== TASK STATEMENT ==
Among the entries below, how many lines have the string "planter" in them? Only the number should be given.

Collection entries:
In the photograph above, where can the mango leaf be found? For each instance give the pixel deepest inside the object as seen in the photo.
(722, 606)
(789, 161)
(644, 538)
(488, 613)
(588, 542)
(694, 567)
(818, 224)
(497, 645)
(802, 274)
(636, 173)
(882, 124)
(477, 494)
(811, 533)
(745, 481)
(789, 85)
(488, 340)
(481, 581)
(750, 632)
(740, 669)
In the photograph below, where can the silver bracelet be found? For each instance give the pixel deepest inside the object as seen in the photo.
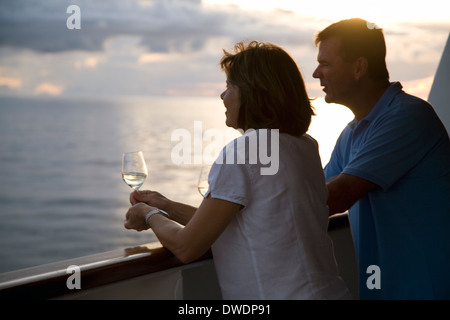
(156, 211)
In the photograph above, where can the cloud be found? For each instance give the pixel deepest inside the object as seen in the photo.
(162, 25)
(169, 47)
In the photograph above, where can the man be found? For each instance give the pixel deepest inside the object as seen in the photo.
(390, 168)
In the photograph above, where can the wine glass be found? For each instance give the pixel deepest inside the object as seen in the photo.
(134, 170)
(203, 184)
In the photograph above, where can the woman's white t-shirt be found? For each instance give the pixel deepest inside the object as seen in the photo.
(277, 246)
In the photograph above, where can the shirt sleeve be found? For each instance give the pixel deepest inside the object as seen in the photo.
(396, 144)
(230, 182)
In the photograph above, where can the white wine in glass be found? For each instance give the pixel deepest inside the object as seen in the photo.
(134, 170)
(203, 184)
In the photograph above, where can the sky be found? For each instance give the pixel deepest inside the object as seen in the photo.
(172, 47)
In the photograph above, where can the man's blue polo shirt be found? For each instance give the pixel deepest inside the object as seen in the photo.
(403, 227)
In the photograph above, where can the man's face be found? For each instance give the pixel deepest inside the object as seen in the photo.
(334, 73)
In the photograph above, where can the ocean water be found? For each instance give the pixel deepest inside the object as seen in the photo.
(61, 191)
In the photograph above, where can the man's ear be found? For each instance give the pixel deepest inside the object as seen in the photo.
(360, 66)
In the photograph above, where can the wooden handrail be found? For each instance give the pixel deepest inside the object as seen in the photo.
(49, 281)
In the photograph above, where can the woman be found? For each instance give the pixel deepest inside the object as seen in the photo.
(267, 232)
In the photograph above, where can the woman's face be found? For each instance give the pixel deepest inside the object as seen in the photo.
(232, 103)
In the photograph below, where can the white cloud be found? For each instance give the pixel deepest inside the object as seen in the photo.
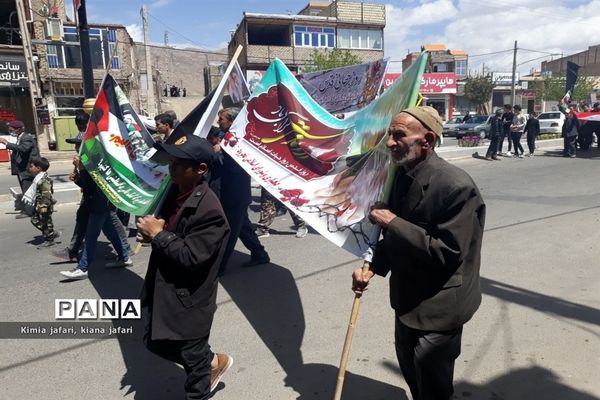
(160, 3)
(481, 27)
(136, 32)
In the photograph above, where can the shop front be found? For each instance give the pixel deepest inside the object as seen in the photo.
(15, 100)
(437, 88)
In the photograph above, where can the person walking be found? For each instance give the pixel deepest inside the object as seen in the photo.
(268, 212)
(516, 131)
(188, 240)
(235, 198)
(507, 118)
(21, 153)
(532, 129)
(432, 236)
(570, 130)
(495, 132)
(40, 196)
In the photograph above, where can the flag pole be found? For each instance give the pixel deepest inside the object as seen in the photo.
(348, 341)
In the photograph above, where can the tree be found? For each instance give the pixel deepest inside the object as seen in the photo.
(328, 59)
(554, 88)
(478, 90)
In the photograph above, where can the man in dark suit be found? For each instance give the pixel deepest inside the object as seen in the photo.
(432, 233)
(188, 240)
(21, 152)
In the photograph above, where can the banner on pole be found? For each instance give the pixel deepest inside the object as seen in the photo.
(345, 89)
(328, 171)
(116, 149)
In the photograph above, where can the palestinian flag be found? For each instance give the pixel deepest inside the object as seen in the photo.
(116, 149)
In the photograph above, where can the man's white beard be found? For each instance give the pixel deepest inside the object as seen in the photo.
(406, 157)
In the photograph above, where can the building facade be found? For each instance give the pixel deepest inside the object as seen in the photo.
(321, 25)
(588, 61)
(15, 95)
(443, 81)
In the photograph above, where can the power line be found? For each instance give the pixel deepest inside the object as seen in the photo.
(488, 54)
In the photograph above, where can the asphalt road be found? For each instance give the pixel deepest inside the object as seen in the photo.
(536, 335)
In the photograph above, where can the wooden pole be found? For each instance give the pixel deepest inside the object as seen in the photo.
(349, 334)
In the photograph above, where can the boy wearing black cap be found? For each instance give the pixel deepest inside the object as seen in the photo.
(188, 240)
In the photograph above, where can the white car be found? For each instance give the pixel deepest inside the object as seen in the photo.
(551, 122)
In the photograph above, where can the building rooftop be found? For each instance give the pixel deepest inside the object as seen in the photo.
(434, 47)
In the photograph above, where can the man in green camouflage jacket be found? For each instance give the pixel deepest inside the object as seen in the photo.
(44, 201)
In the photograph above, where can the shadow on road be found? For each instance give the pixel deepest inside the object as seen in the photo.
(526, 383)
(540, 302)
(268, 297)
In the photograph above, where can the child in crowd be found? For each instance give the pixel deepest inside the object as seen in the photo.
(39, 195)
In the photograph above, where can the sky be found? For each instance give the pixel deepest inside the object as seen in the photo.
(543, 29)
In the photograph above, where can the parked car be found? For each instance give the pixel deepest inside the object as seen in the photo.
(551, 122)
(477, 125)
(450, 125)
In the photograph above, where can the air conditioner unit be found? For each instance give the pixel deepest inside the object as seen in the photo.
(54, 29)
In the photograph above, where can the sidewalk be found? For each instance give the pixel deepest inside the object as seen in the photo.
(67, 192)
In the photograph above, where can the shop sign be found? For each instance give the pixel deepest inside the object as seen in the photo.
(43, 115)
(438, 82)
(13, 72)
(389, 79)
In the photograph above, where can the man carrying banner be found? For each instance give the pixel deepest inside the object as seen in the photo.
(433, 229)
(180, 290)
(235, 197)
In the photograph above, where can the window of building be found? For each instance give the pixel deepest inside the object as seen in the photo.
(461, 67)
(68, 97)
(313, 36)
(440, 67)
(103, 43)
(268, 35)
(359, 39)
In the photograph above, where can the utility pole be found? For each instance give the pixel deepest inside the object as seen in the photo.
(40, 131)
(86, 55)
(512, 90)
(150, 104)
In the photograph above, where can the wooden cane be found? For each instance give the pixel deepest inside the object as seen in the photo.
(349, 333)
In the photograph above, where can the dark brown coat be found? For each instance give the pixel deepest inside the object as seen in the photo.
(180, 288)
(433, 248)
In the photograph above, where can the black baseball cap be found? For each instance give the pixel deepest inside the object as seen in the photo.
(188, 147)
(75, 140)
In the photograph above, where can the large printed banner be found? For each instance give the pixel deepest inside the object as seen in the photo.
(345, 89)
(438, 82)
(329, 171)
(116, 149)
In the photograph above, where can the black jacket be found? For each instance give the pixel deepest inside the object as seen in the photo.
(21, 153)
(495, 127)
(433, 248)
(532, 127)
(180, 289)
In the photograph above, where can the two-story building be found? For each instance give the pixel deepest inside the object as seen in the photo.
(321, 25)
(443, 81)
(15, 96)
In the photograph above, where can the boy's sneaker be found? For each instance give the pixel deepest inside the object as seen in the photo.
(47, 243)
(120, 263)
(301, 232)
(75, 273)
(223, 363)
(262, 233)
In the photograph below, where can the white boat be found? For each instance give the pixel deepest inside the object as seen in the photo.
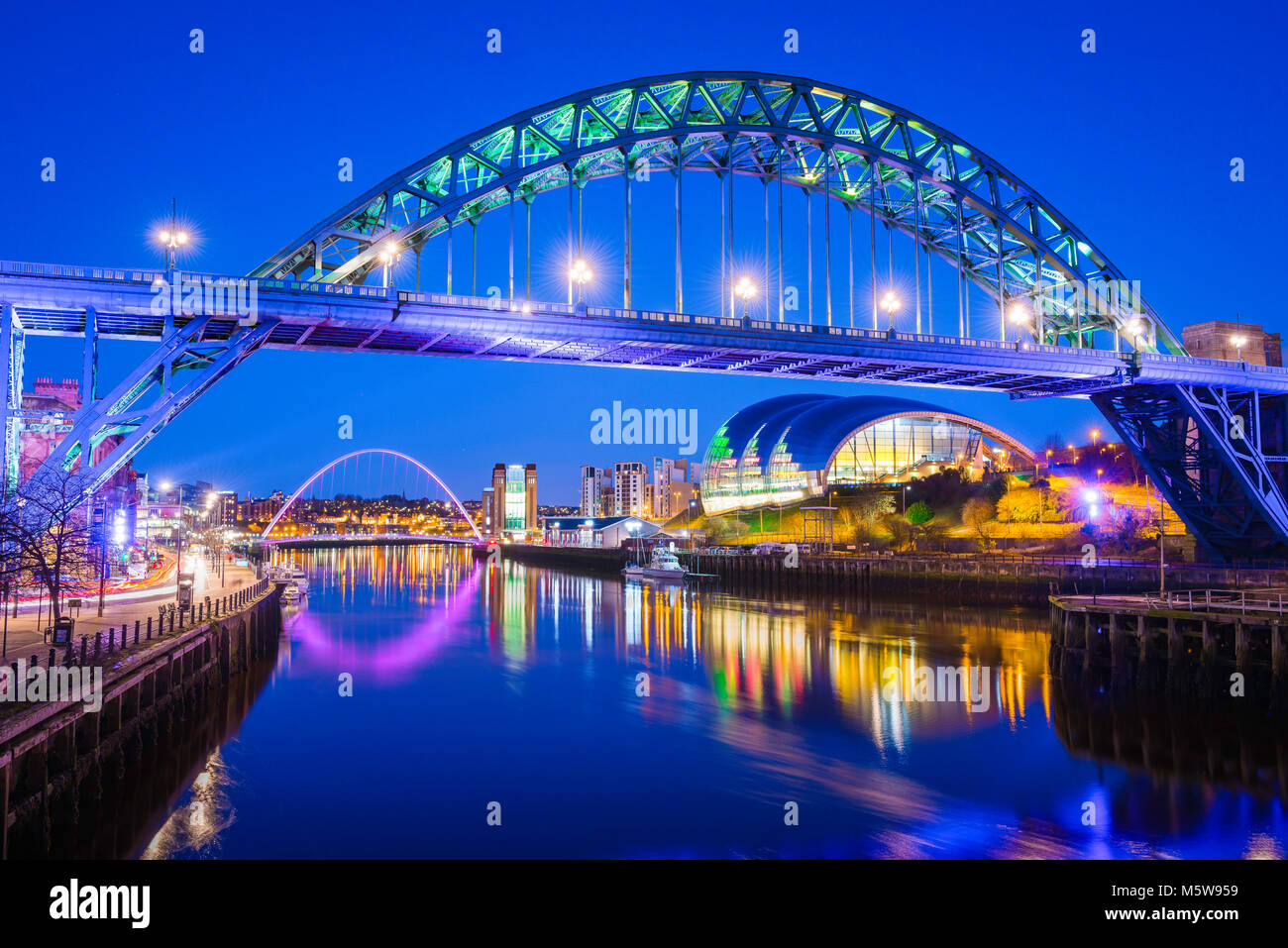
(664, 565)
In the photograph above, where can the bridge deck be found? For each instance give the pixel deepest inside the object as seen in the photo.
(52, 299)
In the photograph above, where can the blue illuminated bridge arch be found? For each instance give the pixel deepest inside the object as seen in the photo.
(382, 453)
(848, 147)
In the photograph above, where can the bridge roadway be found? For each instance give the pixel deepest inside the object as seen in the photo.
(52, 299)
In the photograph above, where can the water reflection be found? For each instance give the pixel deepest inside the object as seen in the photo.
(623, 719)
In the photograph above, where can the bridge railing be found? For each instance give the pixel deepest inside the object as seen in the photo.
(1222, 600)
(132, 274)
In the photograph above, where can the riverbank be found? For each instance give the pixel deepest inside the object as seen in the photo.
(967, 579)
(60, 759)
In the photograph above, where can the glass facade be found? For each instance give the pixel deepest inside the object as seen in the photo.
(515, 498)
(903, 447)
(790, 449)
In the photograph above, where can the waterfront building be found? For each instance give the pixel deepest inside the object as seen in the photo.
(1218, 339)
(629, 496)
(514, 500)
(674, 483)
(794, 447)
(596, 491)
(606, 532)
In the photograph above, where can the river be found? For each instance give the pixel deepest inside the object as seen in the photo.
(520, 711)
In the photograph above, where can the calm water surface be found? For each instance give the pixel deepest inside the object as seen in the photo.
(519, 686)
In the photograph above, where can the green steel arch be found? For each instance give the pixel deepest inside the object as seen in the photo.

...

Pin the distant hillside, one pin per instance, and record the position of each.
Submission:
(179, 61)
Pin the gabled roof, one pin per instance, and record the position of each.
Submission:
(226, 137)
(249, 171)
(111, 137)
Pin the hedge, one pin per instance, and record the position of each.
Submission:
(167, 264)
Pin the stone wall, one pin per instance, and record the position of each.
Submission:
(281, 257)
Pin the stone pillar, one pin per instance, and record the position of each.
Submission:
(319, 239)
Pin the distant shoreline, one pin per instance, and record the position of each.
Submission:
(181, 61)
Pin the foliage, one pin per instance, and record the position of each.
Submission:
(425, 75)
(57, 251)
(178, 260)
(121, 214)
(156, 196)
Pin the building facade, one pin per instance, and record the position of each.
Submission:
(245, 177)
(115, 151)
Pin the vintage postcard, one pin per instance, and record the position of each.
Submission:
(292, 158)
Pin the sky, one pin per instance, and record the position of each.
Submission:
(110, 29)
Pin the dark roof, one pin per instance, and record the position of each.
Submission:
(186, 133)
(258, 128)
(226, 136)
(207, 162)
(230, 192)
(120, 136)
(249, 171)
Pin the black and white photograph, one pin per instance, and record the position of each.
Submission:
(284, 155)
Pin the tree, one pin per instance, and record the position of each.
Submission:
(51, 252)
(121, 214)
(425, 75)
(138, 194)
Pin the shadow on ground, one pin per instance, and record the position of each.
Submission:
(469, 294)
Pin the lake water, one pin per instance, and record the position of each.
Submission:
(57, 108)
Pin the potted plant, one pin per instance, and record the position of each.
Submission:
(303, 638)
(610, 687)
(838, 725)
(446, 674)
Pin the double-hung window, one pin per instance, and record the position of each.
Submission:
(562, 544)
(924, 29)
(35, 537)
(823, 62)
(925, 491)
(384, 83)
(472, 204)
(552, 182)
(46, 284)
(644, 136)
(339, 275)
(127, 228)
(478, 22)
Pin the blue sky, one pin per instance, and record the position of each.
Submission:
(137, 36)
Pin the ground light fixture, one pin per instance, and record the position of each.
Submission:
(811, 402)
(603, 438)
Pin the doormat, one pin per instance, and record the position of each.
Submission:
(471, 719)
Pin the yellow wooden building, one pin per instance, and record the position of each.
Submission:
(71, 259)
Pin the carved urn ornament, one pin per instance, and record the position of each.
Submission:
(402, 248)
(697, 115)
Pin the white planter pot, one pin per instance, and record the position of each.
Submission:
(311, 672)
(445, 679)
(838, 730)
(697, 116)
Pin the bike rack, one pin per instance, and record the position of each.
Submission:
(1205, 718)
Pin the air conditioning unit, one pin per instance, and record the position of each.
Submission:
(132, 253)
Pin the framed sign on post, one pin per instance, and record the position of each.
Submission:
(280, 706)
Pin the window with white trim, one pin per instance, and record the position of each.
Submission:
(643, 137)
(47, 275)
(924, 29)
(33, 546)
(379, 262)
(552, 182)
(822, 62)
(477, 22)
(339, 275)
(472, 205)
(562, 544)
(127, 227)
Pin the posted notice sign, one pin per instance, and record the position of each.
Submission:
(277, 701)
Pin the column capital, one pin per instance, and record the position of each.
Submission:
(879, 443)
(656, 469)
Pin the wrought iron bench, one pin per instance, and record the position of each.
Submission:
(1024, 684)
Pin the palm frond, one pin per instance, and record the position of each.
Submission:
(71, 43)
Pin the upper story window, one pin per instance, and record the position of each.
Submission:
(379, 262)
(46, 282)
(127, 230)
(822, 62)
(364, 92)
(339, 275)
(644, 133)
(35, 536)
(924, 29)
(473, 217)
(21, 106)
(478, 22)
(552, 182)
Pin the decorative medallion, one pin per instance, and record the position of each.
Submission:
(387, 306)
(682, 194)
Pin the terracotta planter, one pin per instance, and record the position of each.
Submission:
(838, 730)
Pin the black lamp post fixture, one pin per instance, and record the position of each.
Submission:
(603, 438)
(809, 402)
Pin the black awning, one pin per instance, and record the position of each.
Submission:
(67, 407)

== TASK RESULT ==
2